**Ejercicio breve 1**
Reproduce sin cambios el tramo del texto sobre el PRD que va desde "A nivel local, el" hasta "muestra lo contrario.".

* * * *

Los triunfos y extraordinarios avances electorales que ha logrado el PRD no aseguran que su candidato logre la presidencia en el 2000. De hecho, es posible que lo opuesto sea más razonable: que los triunfos que ha logrado le causen enormes problemas, esencialmente porque, ya siendo gobierno, tiene que enfrentarse a los dilemas inherentes a todo gobierno y, quizá mucho más importante, porque los triunfos logrados le lleven a perder el sentido de dirección. El PRD tiene en este momento dos brújulas que apuntan en dirección casi opuesta. Su dilema será identificar la que le permita competir con fuerza por la presidencia en poco menos de veinte meses.
A nivel local, el PRD ha logrado atraer las maquinarias priístas con arraigo en la región para lograr sus victorias recientes. Sin embargo, para ganar la siguiente elección presidencial el PRD tendría que satisfacer dos objetivos dispares: por un lado conservar esas maquinarias que representan la presencia organizada del partido a nivel nacional (lo que, por ejemplo, no logró en Veracruz este año). Por el otro lado, tendría que capitalizar la mayor parte del mercado de electores “volátiles”, aquéllos que no manifiestan lealtad partidista alguna. La gran pregunta es si lo logrará siguiendo su radicalización en temas nacionales, pues la experiencia muestra lo contrario.

* * * *

**Ejercicio breve 2**
Localiza en los registros todas las líneas que contengan la cadena "crest" y cópialas. Se distinguen mayúsculas y minúsculas.

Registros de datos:
* * * *

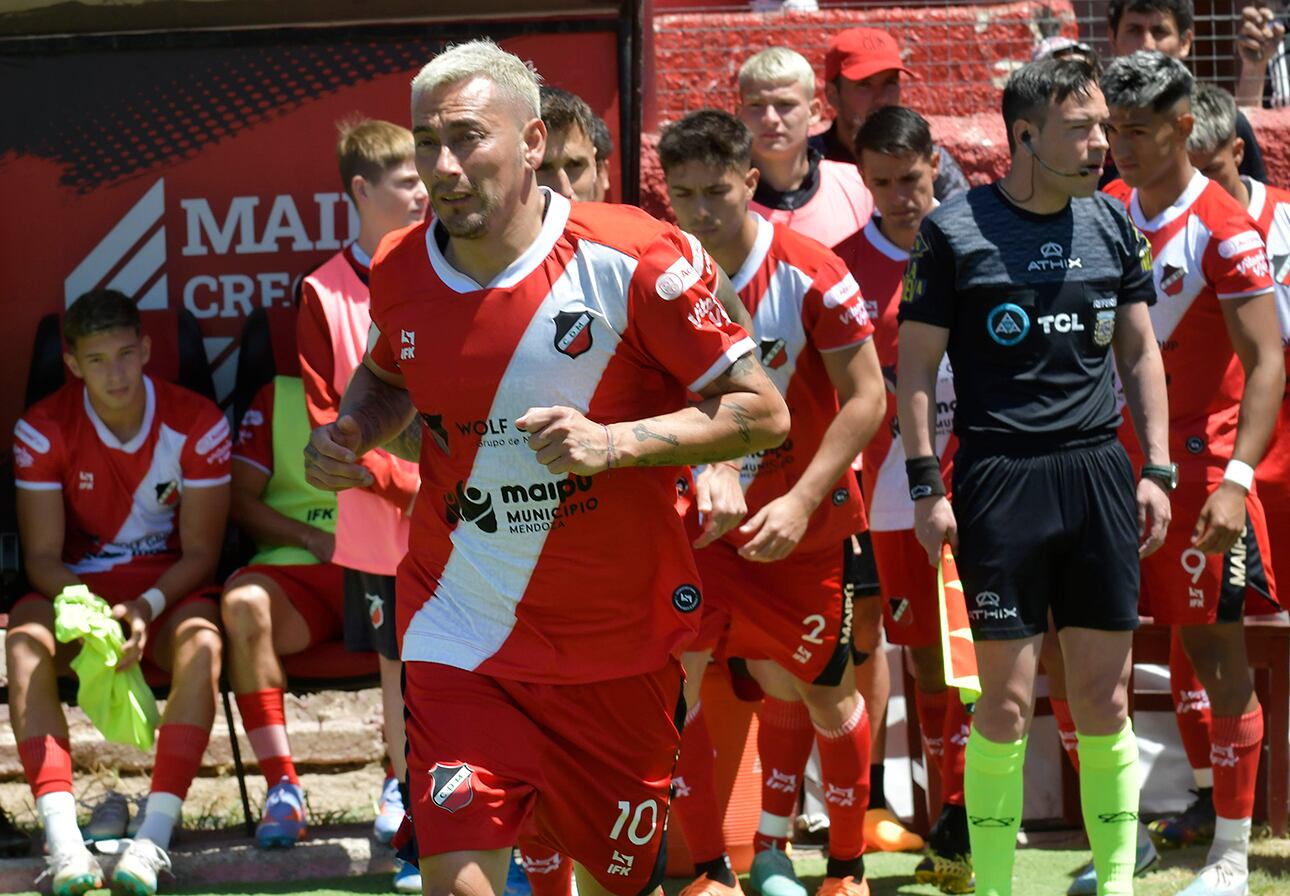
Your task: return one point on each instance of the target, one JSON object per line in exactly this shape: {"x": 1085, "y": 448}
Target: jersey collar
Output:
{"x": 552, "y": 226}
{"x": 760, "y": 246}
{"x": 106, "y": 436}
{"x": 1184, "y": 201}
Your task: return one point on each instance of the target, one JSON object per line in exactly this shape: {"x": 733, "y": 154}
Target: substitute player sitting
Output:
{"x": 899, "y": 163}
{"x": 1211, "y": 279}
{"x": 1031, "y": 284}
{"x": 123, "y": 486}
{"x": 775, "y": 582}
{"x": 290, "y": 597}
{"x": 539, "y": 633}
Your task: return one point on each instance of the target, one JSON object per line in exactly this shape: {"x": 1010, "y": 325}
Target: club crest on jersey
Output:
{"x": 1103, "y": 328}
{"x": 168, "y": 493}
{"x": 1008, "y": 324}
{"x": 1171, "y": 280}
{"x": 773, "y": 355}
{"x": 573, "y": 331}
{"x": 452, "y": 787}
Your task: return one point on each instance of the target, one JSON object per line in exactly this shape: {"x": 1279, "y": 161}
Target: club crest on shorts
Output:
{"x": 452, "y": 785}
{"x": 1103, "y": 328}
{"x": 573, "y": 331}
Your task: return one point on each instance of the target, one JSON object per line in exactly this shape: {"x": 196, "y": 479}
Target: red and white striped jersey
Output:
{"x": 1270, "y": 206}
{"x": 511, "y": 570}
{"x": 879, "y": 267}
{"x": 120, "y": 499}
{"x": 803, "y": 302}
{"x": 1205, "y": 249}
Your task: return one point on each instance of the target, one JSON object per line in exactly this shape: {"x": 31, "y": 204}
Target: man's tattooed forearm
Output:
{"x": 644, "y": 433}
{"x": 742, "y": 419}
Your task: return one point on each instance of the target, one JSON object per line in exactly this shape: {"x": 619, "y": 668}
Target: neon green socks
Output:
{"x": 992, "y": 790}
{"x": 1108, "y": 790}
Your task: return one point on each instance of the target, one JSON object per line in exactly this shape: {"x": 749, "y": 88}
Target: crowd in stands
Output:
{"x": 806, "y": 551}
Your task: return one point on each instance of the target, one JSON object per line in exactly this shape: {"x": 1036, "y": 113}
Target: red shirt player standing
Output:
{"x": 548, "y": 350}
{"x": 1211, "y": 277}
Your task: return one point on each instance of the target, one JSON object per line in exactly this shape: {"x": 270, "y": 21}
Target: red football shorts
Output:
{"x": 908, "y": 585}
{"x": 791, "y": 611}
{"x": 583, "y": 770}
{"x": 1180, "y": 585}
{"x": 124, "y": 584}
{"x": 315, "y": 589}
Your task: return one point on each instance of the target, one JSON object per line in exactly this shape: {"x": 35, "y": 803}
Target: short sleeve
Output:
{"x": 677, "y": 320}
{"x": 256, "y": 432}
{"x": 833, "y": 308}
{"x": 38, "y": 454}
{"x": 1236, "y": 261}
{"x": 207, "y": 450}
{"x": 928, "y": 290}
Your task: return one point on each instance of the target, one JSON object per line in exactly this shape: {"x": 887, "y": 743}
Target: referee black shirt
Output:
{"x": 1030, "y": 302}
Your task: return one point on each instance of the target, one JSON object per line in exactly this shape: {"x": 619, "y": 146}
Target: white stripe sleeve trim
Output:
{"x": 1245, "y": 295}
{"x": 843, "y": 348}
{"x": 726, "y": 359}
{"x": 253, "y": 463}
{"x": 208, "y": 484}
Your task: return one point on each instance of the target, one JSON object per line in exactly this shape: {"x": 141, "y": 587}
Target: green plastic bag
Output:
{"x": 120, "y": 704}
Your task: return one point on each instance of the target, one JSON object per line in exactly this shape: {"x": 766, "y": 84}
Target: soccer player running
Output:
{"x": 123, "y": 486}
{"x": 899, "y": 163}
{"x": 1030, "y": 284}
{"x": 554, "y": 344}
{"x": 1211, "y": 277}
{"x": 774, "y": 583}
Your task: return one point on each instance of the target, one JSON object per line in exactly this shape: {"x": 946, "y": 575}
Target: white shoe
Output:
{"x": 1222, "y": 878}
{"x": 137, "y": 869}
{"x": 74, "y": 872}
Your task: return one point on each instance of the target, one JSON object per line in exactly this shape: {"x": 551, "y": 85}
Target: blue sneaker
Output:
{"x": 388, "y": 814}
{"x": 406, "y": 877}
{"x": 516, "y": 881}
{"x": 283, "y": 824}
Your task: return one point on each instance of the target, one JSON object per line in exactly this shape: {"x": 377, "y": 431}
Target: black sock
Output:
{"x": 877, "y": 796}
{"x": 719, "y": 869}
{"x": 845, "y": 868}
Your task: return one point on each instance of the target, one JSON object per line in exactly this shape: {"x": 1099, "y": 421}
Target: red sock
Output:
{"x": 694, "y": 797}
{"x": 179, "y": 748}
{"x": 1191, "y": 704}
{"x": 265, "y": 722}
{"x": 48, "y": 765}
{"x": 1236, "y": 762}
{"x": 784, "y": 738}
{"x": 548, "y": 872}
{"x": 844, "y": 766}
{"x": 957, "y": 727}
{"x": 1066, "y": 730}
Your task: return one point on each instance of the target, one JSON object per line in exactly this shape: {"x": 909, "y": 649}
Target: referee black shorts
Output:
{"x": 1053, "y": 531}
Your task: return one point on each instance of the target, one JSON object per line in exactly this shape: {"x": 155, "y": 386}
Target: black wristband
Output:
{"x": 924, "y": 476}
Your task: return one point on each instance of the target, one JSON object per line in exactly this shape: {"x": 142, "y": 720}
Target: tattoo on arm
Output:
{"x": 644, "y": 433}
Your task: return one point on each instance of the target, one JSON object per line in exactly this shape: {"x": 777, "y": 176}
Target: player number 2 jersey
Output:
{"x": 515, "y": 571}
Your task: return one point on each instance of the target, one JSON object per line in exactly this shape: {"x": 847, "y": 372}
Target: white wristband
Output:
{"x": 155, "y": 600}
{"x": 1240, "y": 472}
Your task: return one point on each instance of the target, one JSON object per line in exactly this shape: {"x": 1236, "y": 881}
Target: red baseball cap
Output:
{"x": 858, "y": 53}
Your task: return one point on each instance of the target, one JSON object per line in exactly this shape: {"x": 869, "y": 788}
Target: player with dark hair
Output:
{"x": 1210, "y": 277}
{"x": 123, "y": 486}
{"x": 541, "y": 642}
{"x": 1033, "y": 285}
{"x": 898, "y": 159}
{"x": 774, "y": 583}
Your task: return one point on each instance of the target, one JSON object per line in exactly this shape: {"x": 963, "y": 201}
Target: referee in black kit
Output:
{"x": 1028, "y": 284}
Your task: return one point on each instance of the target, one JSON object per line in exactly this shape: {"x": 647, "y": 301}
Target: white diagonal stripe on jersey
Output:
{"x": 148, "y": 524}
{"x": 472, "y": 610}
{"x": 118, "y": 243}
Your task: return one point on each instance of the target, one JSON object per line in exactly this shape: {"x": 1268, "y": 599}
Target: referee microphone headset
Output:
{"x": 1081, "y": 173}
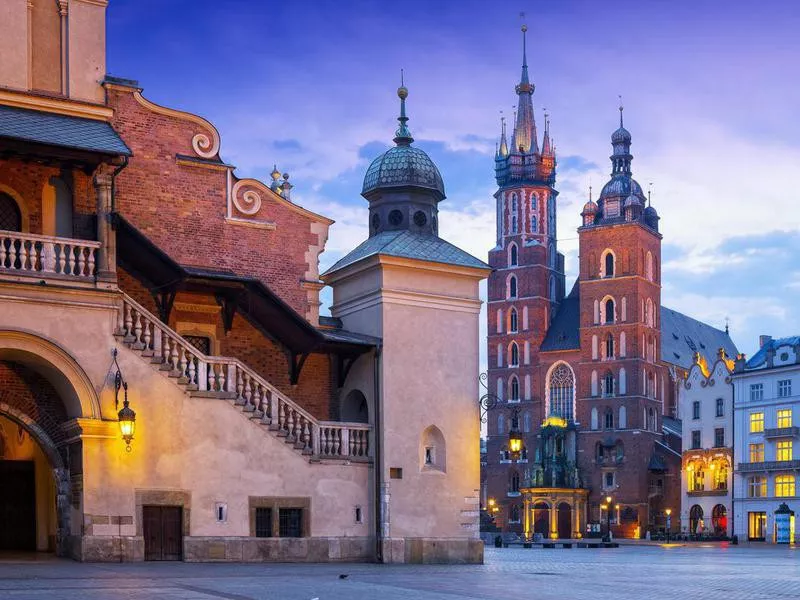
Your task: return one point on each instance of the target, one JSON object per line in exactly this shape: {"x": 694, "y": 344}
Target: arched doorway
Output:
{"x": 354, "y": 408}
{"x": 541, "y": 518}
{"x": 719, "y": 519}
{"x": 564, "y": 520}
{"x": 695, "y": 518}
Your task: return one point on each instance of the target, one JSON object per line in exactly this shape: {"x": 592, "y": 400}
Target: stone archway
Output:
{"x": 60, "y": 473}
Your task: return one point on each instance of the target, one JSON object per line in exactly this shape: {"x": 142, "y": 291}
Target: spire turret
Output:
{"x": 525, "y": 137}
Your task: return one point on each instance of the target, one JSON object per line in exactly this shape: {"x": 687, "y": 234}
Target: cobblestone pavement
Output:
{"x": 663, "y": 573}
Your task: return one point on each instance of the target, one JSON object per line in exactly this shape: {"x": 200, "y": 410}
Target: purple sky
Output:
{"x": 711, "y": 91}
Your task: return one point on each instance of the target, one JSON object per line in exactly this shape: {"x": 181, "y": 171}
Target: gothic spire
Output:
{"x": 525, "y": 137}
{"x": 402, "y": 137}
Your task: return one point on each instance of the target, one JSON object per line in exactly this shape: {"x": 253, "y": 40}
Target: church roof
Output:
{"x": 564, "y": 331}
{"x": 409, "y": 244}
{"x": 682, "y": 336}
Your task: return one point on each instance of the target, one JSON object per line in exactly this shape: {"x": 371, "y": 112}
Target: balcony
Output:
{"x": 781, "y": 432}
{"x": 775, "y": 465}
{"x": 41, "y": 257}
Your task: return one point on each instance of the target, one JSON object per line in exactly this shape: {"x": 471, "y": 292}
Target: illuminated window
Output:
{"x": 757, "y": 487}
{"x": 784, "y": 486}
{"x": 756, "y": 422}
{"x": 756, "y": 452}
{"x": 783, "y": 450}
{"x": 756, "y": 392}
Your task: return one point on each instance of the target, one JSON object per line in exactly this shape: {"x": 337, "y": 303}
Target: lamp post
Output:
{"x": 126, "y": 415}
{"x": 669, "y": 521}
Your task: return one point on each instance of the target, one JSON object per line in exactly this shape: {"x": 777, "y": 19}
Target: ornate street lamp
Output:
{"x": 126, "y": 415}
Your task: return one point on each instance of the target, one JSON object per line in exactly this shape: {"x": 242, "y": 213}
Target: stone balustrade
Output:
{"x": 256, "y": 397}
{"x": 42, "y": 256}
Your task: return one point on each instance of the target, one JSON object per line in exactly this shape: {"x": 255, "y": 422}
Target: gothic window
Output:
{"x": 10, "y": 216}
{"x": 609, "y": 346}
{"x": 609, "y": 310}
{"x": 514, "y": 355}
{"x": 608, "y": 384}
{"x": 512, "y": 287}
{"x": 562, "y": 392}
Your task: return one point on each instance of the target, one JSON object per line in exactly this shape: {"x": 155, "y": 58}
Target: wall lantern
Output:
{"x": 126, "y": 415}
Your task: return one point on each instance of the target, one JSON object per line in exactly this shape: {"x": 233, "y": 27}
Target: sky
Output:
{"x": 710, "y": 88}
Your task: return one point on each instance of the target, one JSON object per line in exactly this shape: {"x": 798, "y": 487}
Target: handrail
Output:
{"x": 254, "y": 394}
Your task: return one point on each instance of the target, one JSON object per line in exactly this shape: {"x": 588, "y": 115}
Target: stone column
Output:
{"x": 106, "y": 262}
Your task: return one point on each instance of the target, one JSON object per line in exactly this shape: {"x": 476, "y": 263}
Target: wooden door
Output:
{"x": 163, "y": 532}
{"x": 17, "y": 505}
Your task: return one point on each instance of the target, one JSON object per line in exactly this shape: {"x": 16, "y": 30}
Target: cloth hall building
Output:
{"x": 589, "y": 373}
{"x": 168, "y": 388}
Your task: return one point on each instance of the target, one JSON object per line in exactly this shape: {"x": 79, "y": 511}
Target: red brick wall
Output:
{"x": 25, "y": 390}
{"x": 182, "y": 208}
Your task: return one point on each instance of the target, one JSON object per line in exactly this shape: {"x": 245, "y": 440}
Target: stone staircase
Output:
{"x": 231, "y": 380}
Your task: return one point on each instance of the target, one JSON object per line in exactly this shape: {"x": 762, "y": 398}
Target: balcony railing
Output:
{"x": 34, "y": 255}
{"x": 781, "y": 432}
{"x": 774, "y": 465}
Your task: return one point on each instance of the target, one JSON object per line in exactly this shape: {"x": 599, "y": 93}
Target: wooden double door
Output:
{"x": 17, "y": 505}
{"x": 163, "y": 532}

* * * *

**Resultado 1**
A nivel local, el PRD ha logrado atraer las maquinarias priístas con arraigo en la región para lograr sus victorias recientes. Sin embargo, para ganar la siguiente elección presidencial el PRD tendría que satisfacer dos objetivos dispares: por un lado conservar esas maquinarias que representan la presencia organizada del partido a nivel nacional (lo que, por ejemplo, no logró en Veracruz este año). Por el otro lado, tendría que capitalizar la mayor parte del mercado de electores “volátiles”, aquéllos que no manifiestan lealtad partidista alguna. La gran pregunta es si lo logrará siguiendo su radicalización en temas nacionales, pues la experiencia muestra lo contrario.

**Resultado 2**
Target: club crest on jersey
Target: club crest on shorts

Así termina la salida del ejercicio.